--- Task directions ---
In the rows below, switch "visible here" to "in view" and leave every other part unchanged.

--- Listing ---
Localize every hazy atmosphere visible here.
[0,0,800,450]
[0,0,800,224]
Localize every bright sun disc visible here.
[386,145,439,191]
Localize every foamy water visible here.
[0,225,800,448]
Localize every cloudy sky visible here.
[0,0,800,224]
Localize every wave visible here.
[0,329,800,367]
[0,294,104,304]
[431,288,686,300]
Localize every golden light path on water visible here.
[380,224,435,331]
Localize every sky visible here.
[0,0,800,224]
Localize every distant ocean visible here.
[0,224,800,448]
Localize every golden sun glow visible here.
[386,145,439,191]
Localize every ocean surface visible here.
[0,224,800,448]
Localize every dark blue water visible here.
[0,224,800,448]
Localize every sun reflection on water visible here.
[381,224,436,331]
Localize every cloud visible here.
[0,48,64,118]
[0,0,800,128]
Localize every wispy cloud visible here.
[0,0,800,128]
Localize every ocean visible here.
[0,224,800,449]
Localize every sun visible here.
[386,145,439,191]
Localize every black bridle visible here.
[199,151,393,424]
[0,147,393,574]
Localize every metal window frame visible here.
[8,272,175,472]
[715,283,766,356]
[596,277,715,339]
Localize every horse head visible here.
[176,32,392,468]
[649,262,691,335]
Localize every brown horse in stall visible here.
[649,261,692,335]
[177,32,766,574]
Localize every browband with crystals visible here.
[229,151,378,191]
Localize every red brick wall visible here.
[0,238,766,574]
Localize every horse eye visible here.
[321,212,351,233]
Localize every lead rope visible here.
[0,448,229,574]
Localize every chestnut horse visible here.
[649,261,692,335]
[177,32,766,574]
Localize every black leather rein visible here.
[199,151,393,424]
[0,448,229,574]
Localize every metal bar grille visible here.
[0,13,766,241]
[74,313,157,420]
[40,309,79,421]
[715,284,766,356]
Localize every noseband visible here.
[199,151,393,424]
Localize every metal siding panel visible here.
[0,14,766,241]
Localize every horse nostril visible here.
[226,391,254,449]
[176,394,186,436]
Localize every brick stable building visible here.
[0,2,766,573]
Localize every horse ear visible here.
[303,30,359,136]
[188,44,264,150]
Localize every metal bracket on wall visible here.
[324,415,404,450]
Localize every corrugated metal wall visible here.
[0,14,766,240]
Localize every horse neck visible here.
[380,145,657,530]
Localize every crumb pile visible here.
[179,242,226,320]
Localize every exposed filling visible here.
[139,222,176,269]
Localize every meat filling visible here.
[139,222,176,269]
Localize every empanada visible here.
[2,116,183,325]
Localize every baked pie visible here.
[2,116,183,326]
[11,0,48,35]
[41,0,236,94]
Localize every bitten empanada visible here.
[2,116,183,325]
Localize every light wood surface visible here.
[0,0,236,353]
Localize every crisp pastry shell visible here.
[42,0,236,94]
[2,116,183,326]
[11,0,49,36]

--- Answer to this task ---
Localize every hazy atmosphere in view.
[0,0,800,450]
[0,0,800,224]
Localize every bright sun disc in view.
[386,145,439,191]
Localize every foamy water in view.
[0,225,800,448]
Localize every cloudy sky in view.
[0,0,800,224]
Localize every wave in view.
[0,329,800,367]
[0,294,104,304]
[431,288,686,300]
Localize every golden light path on water in view.
[380,224,435,331]
Localize every sky in view.
[0,0,800,224]
Localize every distant ocean in view.
[0,224,800,448]
Localize every golden sun glow in view.
[386,145,439,191]
Localize every ocean surface in view.
[0,224,800,448]
Localize every dark blue water in view.
[0,224,800,448]
Localize every sun reflection on water in view.
[381,224,436,331]
Localize every cloud in view.
[0,48,64,118]
[0,0,800,128]
Localize every wispy cloud in view.
[0,0,800,128]
Localize every ocean in view.
[0,224,800,449]
Localize every sun in view.
[386,145,439,191]
Localize every black bridle in view.
[199,151,393,424]
[0,147,393,574]
Localize every metal window frame in view.
[8,272,175,472]
[715,283,766,356]
[596,277,715,339]
Localize every horse head in view.
[176,32,392,468]
[649,262,691,335]
Localize every brown horse in stall in view.
[649,261,692,335]
[177,32,766,574]
Localize every browband with crystals in view.
[229,151,378,191]
Localize every red brick wall in view.
[0,238,766,574]
Localize every horse eye in view.
[321,212,351,233]
Localize every lead rope in view.
[0,448,229,574]
Localize every chestnut horse in view.
[649,261,692,335]
[177,32,766,574]
Localize every black leather rein in view.
[199,151,393,424]
[0,448,229,574]
Localize every metal bar grille in view.
[0,13,766,241]
[74,313,157,420]
[40,309,79,421]
[715,284,766,356]
Localize every noseband in view.
[199,151,393,424]
Localize every metal siding panel in view.
[0,14,766,241]
Localize every horse nostril in view.
[226,391,254,449]
[176,394,186,436]
Localize every brick stable building in view.
[0,2,766,573]
Localize every horse ear in view.
[303,30,359,136]
[188,44,264,150]
Localize every metal bracket on wall in view.
[324,415,404,450]
Localize every corrugated metal wall in view.
[0,14,766,240]
Localize every horse neck in view.
[380,145,657,530]
Localize every crumb pile in view.
[179,242,226,320]
Localize every exposed filling in view.
[139,222,176,269]
Localize every meat filling in view.
[139,222,176,269]
Localize every empanada in view.
[2,116,183,325]
Localize every baked pie in view.
[2,116,183,326]
[11,0,48,35]
[41,0,236,94]
Localize every bitten empanada in view.
[2,116,183,325]
Localize every light wood surface in view.
[0,0,236,353]
Localize every crisp pastry shell in view.
[42,0,236,94]
[2,116,183,326]
[11,0,49,36]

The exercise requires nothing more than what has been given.